### Data supplied
====================

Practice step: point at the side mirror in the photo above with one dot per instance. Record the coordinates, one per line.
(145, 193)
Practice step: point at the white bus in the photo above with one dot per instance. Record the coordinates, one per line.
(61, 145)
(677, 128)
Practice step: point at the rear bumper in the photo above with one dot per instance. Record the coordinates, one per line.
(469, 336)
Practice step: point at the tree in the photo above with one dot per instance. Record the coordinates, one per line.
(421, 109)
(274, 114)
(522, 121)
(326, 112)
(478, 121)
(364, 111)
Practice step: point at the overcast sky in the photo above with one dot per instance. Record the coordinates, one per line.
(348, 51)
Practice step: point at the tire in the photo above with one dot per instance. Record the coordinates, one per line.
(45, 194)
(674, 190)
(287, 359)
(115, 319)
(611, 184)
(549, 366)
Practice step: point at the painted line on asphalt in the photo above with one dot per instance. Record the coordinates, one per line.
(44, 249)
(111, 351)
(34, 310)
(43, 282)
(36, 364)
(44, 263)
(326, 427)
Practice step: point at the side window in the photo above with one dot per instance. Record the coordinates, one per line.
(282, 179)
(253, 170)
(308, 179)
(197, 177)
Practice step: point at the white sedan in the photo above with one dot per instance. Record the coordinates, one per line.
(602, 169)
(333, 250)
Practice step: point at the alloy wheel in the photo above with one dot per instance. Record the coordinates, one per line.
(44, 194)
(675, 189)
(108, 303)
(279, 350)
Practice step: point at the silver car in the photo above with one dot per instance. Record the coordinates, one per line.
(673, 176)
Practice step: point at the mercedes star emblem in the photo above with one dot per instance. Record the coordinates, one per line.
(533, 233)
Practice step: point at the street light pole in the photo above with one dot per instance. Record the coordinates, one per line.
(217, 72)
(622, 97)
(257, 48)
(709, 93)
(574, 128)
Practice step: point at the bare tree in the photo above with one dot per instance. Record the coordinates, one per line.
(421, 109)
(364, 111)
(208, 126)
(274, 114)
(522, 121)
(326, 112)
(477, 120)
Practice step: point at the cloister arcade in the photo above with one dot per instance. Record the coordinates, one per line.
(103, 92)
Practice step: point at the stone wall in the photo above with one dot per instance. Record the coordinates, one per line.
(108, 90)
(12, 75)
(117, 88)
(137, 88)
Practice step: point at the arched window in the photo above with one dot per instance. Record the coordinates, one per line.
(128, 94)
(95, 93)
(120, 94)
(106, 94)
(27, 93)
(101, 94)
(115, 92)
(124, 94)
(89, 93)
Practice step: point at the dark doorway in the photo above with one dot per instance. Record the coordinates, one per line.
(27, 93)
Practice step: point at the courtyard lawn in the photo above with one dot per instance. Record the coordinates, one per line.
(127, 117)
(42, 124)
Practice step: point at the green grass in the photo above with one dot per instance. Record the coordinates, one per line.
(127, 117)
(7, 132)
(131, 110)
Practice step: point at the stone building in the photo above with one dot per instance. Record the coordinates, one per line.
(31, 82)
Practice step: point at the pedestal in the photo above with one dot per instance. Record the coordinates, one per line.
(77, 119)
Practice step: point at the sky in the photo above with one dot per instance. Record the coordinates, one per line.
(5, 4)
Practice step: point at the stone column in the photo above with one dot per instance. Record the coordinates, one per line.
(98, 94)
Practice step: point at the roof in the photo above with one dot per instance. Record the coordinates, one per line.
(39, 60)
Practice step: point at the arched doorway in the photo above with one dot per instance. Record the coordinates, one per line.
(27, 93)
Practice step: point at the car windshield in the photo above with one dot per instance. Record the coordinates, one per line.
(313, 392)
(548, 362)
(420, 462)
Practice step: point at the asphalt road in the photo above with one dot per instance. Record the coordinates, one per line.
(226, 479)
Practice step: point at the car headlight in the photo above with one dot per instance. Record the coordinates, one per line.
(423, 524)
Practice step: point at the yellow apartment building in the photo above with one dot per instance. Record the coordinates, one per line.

====================

### Exercise aim
Update the records by changing "dot" to "marker" wherever it occurs, leaving everything else as is.

### Exercise output
Practice step: point at the side mirror in the photo above with one marker per instance. Record the coordinates, one per line.
(145, 193)
Practice step: point at the white bus in the photo above with one marker per instance. Record the coordinates, one per line.
(61, 145)
(677, 128)
Practice step: point at the rear bumper in the photo above with one marker per instance. Record the coordinates, one per line.
(469, 336)
Practice step: point at the tree in the photo above with one marker per instance. Record the coordinates, one per line.
(421, 109)
(274, 114)
(522, 121)
(326, 112)
(478, 121)
(364, 111)
Practice step: point at the overcast sky in the photo above with one marker per instance. Record the coordinates, one per line.
(348, 51)
Practice step: point at the tire in the photo above with one marker per instance. Record the coordinates, one per line.
(45, 194)
(674, 190)
(287, 359)
(115, 319)
(611, 184)
(549, 366)
Practice step: point at the painted line on asphalt in the photo above with one marker per instance. Record the coordinates, one per line.
(44, 249)
(111, 351)
(34, 310)
(43, 282)
(36, 364)
(44, 263)
(326, 427)
Practice step: point at the side window in the photo above with one marker per instance. Record the coordinates, one per line.
(282, 179)
(253, 170)
(308, 179)
(197, 177)
Practice step: point at the white sedan in the photo above with one marker per instance. Record the coordinates, one per line.
(602, 169)
(333, 250)
Practice step: point at the alloy wheel in the photo above with one marker per instance. Record the coordinates, one per line.
(44, 194)
(675, 189)
(108, 303)
(279, 350)
Practice step: point at the silver car in the photo above with one marker per instance. Record the coordinates, one per line.
(673, 176)
Practice step: point at the mercedes star emblem in the photo above with one marker per instance. Record the coordinates, one per line.
(533, 233)
Practice step: point at the street light pole in the photo above with one marker per instance. Record the coordinates, one per line.
(217, 72)
(622, 97)
(257, 48)
(709, 93)
(574, 128)
Practice step: point at the bare tree in the photo above with one marker per instance. Record the coordinates, one per line.
(421, 109)
(364, 111)
(208, 126)
(274, 114)
(522, 121)
(326, 112)
(477, 120)
Practice step: point at the cloister arcade in the photo above with one marker per instance. Record the coordinates, one per line.
(103, 92)
Practice step: point at the stone wall in the photo above with one marker per instance. Record the coordinates, one per line.
(108, 90)
(12, 75)
(117, 88)
(137, 88)
Practice step: point at the arched window in the photo above with one marker per instance. Record the coordinates, one per line.
(128, 94)
(95, 93)
(120, 94)
(106, 94)
(27, 93)
(101, 94)
(115, 92)
(124, 94)
(89, 93)
Practice step: point at the dark doorway in the photo above with one marker per instance. Record the coordinates, one per line.
(27, 93)
Practice step: point at the courtyard lawn in the photo above with one marker per instance. Record the coordinates, one per line.
(127, 117)
(42, 124)
Practice step: point at the green grass in the photo above with one marker per instance. Record the coordinates, one per line.
(127, 117)
(7, 132)
(131, 110)
Practice step: point at the stone building in the photo above with one marker per instance. Record the coordinates, one per line.
(31, 82)
Practice step: point at the pedestal in the photo above with one marker per instance. Record the coordinates, one per line.
(77, 119)
Practice step: point at the sky in the photo above with one marker per instance. Record the coordinates, one per line.
(5, 4)
Practice step: point at the stone column in the photo above with one marker per instance. Record the coordinates, one per line.
(98, 94)
Practice step: point at the roof in the photo above with one marker per instance. Record the coordinates, one per line.
(39, 60)
Practice step: point at the arched doorway in the photo above with one marker per instance. Record the coordinates, one per line.
(27, 93)
Practice step: point at the car windshield in the photo above with one marker per instance. Record the coordinates, one per line.
(313, 392)
(548, 362)
(420, 462)
Practice step: point at the asphalt road in the photo above with one marker per instance. Record the coordinates, one per line.
(226, 479)
Practice step: point at the car headlight in the photo above with one marker per instance. Record the coordinates, one per line.
(423, 524)
Practice step: point at the yellow apartment building in the photo above with one marker per instance. Record the coordinates, one per line.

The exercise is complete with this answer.